▶ [DADOS DO EXERCÍCIO]:
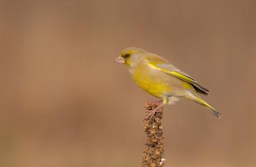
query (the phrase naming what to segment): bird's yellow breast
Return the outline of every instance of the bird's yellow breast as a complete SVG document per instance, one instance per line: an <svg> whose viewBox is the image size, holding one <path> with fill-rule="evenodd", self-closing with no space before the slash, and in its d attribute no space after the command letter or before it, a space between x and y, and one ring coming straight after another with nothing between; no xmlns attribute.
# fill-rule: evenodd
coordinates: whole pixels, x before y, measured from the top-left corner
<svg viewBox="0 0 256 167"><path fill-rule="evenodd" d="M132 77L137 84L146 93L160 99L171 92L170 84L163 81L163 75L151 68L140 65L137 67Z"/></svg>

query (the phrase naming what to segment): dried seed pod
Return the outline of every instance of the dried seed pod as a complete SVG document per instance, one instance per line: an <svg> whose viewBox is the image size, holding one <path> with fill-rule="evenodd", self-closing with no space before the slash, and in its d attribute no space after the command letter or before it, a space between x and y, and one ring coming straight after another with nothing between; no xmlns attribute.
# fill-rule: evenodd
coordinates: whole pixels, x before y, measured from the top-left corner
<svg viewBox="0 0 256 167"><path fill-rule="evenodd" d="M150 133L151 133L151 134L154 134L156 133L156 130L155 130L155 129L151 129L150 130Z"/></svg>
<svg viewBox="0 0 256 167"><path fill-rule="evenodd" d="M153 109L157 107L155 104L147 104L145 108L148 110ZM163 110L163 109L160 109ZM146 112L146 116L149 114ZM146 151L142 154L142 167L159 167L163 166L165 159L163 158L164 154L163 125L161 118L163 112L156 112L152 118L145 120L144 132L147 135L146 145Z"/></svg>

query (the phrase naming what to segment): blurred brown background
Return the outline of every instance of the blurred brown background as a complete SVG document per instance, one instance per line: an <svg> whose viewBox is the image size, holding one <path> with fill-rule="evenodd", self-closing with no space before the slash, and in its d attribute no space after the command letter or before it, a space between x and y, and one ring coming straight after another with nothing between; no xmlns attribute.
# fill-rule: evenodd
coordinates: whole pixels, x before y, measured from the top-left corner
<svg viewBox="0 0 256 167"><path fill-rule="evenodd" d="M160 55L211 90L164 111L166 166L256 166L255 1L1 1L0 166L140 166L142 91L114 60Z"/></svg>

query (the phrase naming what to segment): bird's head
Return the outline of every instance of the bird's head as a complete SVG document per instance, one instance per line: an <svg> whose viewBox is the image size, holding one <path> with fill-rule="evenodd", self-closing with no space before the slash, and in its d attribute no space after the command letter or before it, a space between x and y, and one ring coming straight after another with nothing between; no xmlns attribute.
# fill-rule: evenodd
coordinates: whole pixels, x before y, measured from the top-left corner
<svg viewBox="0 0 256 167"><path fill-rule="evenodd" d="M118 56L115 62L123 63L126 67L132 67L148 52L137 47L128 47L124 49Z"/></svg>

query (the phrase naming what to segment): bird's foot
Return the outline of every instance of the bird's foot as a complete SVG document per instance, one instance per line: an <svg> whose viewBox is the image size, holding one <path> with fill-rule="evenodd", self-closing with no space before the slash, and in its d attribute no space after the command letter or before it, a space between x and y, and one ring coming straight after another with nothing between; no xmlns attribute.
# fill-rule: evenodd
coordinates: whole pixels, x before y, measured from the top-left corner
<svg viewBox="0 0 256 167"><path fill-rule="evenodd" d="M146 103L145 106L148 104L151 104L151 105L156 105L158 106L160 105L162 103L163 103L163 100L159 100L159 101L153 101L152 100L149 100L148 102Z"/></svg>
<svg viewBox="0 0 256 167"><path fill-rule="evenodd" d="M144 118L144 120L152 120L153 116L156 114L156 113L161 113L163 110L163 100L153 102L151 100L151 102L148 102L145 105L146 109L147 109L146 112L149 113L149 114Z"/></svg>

--

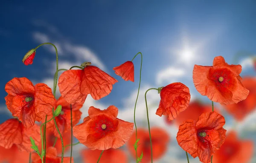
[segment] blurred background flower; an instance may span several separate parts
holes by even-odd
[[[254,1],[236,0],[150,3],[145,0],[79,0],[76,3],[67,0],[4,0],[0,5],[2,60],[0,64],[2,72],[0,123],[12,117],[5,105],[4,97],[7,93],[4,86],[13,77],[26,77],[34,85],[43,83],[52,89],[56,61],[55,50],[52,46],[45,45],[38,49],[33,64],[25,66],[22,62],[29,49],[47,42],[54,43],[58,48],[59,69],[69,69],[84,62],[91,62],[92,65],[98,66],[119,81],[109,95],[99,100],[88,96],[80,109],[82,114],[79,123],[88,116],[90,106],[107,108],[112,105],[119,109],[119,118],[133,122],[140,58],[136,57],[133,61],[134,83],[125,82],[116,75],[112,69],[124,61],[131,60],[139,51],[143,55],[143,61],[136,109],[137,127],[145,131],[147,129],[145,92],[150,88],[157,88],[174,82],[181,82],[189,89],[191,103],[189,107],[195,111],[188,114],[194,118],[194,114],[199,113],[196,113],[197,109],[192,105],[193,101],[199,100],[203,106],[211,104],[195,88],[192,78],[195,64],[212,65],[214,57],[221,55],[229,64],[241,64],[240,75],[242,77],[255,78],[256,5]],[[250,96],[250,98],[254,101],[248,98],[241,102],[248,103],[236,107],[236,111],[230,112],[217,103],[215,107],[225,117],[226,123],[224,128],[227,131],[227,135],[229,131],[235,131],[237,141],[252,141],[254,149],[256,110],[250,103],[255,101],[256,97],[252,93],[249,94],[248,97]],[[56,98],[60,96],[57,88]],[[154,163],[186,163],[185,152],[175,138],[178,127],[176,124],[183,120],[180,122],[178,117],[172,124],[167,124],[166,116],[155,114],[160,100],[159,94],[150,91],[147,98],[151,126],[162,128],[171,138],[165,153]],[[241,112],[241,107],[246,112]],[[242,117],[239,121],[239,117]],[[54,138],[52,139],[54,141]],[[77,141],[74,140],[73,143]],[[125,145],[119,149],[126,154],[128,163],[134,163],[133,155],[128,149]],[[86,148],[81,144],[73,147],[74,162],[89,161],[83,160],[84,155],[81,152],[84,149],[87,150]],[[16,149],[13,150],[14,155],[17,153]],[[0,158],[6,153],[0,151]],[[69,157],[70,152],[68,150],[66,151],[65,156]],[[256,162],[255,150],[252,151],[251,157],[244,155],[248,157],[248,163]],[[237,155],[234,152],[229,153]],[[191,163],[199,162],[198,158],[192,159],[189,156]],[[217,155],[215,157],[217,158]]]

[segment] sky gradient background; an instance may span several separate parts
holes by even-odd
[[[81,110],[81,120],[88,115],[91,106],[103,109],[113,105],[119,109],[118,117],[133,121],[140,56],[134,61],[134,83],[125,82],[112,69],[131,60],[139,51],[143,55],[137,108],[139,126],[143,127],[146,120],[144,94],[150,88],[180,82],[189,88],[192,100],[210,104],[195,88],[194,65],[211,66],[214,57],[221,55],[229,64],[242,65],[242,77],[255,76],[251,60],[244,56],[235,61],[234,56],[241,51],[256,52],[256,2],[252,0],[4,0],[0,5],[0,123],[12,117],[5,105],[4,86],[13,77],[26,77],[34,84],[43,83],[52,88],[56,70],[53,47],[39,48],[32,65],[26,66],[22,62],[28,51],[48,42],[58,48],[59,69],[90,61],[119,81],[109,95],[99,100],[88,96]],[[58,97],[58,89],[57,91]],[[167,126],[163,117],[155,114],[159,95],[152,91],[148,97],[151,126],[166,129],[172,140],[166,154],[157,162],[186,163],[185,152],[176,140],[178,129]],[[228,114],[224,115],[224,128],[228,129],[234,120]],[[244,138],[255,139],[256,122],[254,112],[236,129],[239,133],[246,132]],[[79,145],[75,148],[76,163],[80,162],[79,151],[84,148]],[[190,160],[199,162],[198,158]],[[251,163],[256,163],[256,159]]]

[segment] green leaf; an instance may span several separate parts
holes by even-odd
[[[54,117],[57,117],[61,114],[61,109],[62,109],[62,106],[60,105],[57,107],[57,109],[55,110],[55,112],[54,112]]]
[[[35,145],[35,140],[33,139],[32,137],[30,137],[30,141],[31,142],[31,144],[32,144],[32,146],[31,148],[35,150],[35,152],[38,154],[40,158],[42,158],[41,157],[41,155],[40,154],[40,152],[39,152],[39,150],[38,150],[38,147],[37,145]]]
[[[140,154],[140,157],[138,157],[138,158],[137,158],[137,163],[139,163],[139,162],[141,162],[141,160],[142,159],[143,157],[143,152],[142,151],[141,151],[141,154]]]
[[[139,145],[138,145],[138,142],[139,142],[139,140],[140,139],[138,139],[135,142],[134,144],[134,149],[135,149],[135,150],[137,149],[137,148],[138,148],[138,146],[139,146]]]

▶ [TAREFA DO EXERCÍCIO]:
Transcreva novamente as linhas que vão da linha com "query (the phrase naming what to segment): dried" até a linha com "109L157 107L155 104L147", trocando "dried seed pod" por "withered seed pod" e mantendo todo o restante inalterado.

▶ [RESPOSTA ESCRITA]:
query (the phrase naming what to segment): withered seed pod
Return the outline of every instance of the withered seed pod as a complete SVG document per instance, one instance per line: an <svg> whose viewBox is the image size, holding one <path> with fill-rule="evenodd", self-closing with no space before the slash, and in its d attribute no space after the command letter or before it, a space between x and y, and one ring coming straight after another with nothing between; no xmlns attribute.
# fill-rule: evenodd
coordinates: whole pixels, x before y, measured from the top-left corner
<svg viewBox="0 0 256 167"><path fill-rule="evenodd" d="M150 133L151 133L151 134L154 134L156 133L156 130L155 130L155 129L151 129L150 130Z"/></svg>
<svg viewBox="0 0 256 167"><path fill-rule="evenodd" d="M153 109L157 107L155 104L147 104L145 108L148 110ZM163 110L163 109L160 109ZM146 112L146 116L149 114ZM146 151L142 154L142 167L159 167L163 166L165 159L163 158L164 154L163 125L161 118L163 112L156 112L152 118L145 120L144 132L147 135L146 145Z"/></svg>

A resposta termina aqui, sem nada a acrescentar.